(Record extracts)
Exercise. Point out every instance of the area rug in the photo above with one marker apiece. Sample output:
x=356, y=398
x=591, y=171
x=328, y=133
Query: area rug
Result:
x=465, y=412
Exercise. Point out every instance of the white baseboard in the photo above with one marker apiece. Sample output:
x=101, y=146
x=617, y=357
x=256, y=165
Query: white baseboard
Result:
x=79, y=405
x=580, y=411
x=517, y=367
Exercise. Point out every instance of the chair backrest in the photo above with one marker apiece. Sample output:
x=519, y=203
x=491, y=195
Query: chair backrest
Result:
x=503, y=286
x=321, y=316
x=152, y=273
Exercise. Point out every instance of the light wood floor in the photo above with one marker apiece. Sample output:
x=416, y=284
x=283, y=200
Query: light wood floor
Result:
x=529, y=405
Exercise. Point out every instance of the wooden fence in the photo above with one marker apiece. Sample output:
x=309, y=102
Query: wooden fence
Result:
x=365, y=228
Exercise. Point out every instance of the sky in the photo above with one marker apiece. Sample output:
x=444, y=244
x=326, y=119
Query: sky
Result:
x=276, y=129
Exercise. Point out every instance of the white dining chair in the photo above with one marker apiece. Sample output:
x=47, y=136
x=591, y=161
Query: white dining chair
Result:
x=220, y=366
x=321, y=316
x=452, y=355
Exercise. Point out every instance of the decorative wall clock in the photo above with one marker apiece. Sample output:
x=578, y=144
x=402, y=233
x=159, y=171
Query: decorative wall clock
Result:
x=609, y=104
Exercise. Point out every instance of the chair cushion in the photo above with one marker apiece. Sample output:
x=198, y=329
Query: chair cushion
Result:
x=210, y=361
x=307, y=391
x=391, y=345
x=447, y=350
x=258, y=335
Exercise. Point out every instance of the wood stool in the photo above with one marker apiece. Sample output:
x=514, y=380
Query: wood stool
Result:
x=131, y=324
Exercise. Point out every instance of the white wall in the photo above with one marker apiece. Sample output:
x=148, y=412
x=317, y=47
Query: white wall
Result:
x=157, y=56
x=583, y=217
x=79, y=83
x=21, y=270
(End Record extracts)
Copy every line of the entries in which "stool" can be found.

Exercise. Point out every instance of the wood stool in the photo above with one marker apiece. Sample output:
Query: wood stool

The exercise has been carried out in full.